** Begin Extract to read **

Planning for Great Photographs | Thoughts on Ceremonies

"Mawage. Maaaawaaaage is what bwings uuuus togevaaaa todaaaaay." Yes, sigh. Huge nerd over here. The Princess Bride has been my favorite movie since I was eight years old and saw it for the first time with my cousin, Jenny. Such a classic movie! Now that that's out of my system.... Wedding ceremony photography Let's talk about your ceremony! Now, in general, I don't like to interfere much in your ceremony. Wedding ceremonies are personal, and more and more these days they are customized to reflect the values and personalities of my couples. My job is to capture the feeling of the wedding you have created together. I love a good ceremony, they make me cry! I thank the stars for waterproof mascara and autofocus on a regular basis. While I'm tiptoeing around as you say your vows, my hope is that you don't notice me and my second shooter. I will not be all up in your face! I will be to the back, to the sides, around the edges, stealthing along with my zoom lens like a sneaky little sniper. I want all of your guests focused on the two of you and the story unfolding in front of them. So, you may ask, is there anything you can do to improve the chances for a great set of images to document your ceremony? Of course! Here are a few little tips I think each couple should consider if ceremony photos are really important to them.
  • Reserve a seat for a photographer along the aisle. Because part of my philosophy on a wedding day is that we photographers shouldn't be a distraction, it's important to me that we not be standing in front of your wedding party as the processional happens. I have found that a great way to work the processional is to have myself or my second shooter in an aisle seat a few rows back, on the side across from where the groom will be standing. This doesn't interfere with your family VIP seating, but allows for your standard "walking down the aisle" shots from a good perspective. That photographer can also shoot the groom as he waits for the bride, and as soon as the processional is complete, they or I will vacate the seat so your guests can scooch over. 🙂
  • Make sure that your officiant invites your guests to take a seat. I know this seems like it should be a no-brainer, but I have witnessed a couple of wedding ceremonies where an inexperienced officiant (such as a friend or family member) does not realize that the guests won't always sit down after the bride joins the groom. They need to be invited to sit down. If they stay standing, it can make photographing the ceremony from any angle other than down the center a bit of a challenge. Since many of my clients have ceremonies officiated by people they love, and not just a pastor or judge, I think it's a good idea to touch on this one! Just a gentle reminder!

** End Extract to read **

## Tasks to complete
**1.** In the wedding ceremony tips, where does the photographer suggest seating a photographer during the processional?
**2.** Continue the post on wedding ceremony photography tips, picking up after its last sentence.

** Begin Records shown **

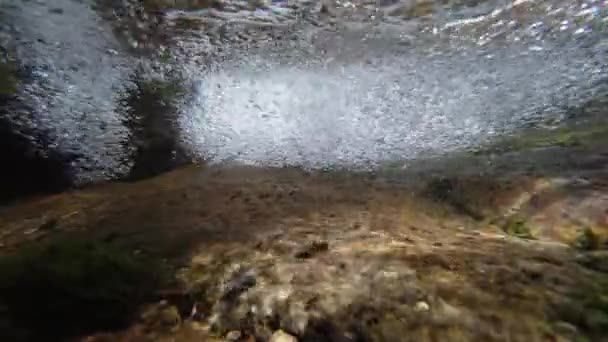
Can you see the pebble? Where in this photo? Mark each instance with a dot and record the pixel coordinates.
(281, 336)
(421, 307)
(234, 335)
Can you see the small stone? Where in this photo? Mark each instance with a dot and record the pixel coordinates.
(281, 336)
(421, 307)
(565, 329)
(234, 335)
(170, 317)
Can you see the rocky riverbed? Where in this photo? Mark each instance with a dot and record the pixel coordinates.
(342, 171)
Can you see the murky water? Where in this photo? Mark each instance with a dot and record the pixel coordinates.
(366, 89)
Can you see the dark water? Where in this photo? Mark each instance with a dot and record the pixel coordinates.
(278, 86)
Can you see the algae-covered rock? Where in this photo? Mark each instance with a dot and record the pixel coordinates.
(8, 81)
(69, 287)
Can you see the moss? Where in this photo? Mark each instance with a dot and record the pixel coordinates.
(89, 286)
(517, 227)
(159, 5)
(587, 240)
(578, 136)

** End Records shown **

## Responses to the tasks
**1.** In an aisle seat a few rows back, on the side across from where the groom will be standing.

**2.**
  • Don't be shy. Just because a wedding ceremony is a sacred event doesn't mean you have to be stiff and still the whole time. You can whisper to one another, share a giggle, tell your bride or groom how amazing they look, and exchange unspoken thoughts while things are going on. Of course, pay attention- you've chosen some important sentiments to be shared on this day! But don't feel as if you can't react to the ceremony together. It's easy to capture a shot of you both standing at the altar, but I can't get that awesome shot of you laughing together if you don't, well, laugh!
  • Ask your officiant to step aside before you kiss. This is a REALLY good one, and if you take nothing else from this post, please take this! Many officiants will give you the green light for that kiss and then stand in their places. What this results in are awkward faces peeking out from behind the space between your necks as you kiss. I've seen this in FAR too many of my weddings, so I've begun reminding my clients to ask this one simple thing. I believe a great officiant will already know to do this, but some have never heard this request. They don't have to vacate the premises, but a simple step to the side will do.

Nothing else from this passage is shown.